• **Passage provided**
Those who study social media for trends in political discourse need to look further than sites dedicated to politics, as many meaningful—and sometimes less contentious—conversations are going on in everyday online communities, according to new research from the University of Michigan School of Information.

Nearly 50% of political discussions on Reddit take place in subreddit communities whose main topic is not politics. And it is not a few very large nonpolitical communities holding discussions but a “long tail of small communities” that each hold some political content, the researchers say. While the toxicity levels increase when discussing politics in nonpolitical subreddits, the level is much lower than in political subreddits.

• **Set of tasks**
• a. In the passage on political discussion on Reddit, what share of political discussions take place in subreddits whose main topic is not politics?
• b. Continue the passage on political discussion on Reddit from its last sentence.

• **Records**
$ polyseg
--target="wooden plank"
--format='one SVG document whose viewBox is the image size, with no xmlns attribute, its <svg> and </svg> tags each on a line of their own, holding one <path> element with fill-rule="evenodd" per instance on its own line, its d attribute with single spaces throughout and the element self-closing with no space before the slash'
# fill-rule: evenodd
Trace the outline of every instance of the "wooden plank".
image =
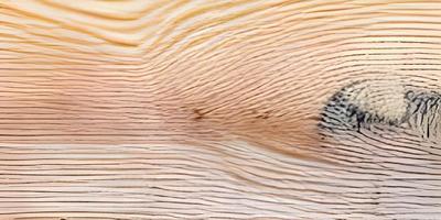
<svg viewBox="0 0 441 220">
<path fill-rule="evenodd" d="M 440 14 L 0 0 L 0 219 L 439 219 Z"/>
</svg>

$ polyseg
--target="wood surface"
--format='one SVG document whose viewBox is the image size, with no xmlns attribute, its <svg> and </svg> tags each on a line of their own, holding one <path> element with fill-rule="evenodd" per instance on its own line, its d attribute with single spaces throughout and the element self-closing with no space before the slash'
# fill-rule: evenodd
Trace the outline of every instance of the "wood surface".
<svg viewBox="0 0 441 220">
<path fill-rule="evenodd" d="M 438 0 L 0 0 L 0 219 L 441 219 L 440 79 Z"/>
</svg>

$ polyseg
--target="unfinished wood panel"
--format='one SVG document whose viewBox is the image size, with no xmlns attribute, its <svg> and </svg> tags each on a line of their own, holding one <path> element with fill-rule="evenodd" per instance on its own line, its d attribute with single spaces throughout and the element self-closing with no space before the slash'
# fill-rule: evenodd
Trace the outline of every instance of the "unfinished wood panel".
<svg viewBox="0 0 441 220">
<path fill-rule="evenodd" d="M 440 14 L 0 0 L 0 219 L 439 219 Z"/>
</svg>

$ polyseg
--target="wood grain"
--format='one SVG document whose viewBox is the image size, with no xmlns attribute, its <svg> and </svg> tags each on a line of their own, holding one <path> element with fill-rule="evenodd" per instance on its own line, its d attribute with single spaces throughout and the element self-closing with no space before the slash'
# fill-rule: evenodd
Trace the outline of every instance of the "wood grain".
<svg viewBox="0 0 441 220">
<path fill-rule="evenodd" d="M 0 0 L 0 219 L 441 219 L 434 127 L 320 127 L 356 81 L 374 84 L 355 102 L 394 119 L 401 92 L 440 94 L 440 14 Z"/>
</svg>

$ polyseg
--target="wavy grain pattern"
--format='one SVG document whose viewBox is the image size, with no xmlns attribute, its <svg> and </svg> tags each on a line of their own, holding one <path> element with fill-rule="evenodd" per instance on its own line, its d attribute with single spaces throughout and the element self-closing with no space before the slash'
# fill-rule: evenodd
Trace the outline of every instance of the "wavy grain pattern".
<svg viewBox="0 0 441 220">
<path fill-rule="evenodd" d="M 441 118 L 440 36 L 430 0 L 0 0 L 0 219 L 441 219 L 438 127 L 359 125 Z"/>
</svg>

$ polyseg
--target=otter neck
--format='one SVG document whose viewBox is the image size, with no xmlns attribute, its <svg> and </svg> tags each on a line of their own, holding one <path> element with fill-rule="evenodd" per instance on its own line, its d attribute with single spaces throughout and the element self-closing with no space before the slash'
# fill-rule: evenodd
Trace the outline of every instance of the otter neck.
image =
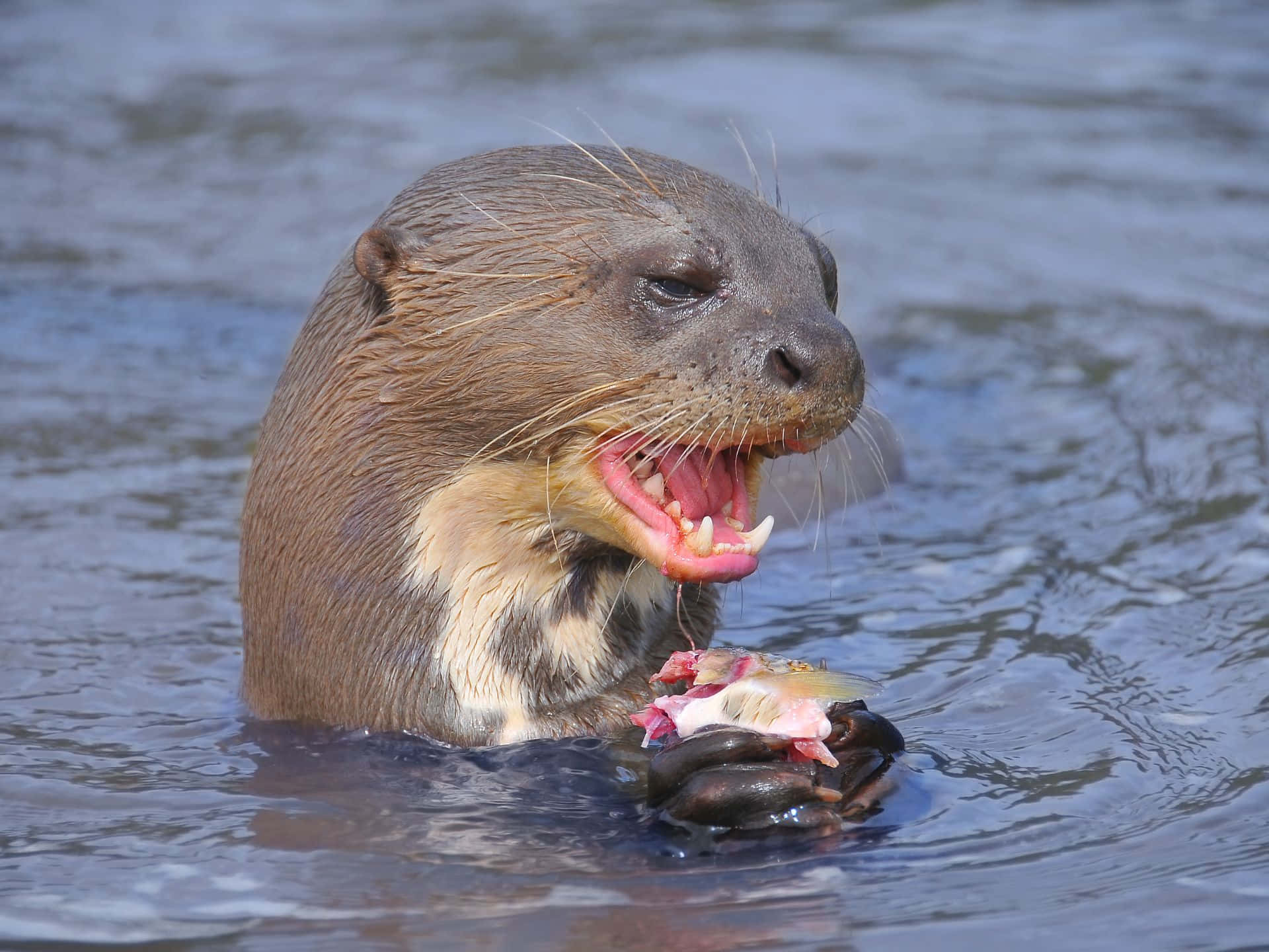
<svg viewBox="0 0 1269 952">
<path fill-rule="evenodd" d="M 434 491 L 407 553 L 406 581 L 435 609 L 426 664 L 452 687 L 453 727 L 467 744 L 599 726 L 623 697 L 636 710 L 666 632 L 680 618 L 688 630 L 700 623 L 676 611 L 675 583 L 627 552 L 552 531 L 524 508 L 522 486 L 500 485 L 510 479 L 492 470 Z M 591 710 L 596 698 L 604 711 Z"/>
</svg>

• **Written answers**
• a. Nearly 50%.

• b.
“Political talk in nonpolitical spaces is less toxic for both co-partisan and cross-partisan conversations. The latter has been a particular point of concern—cross-partisan animosity is a significant challenge in political communication in the U.S. (both online and offline),” said lead author Ashwin Rajadesingan, doctoral student at the U-M School of Information. “Our study suggests that there are things we can learn from these nonpolitical spaces to improve this discourse.”

Rajadesingan uses as an example a discussion on r/malefashionadvice, a community on men’s fashion. Members on this subreddit don’t normally talk politics every day, he said, but a thread on Bernie’s mittens evolved into discussion about differences in capitalist and socialist systems.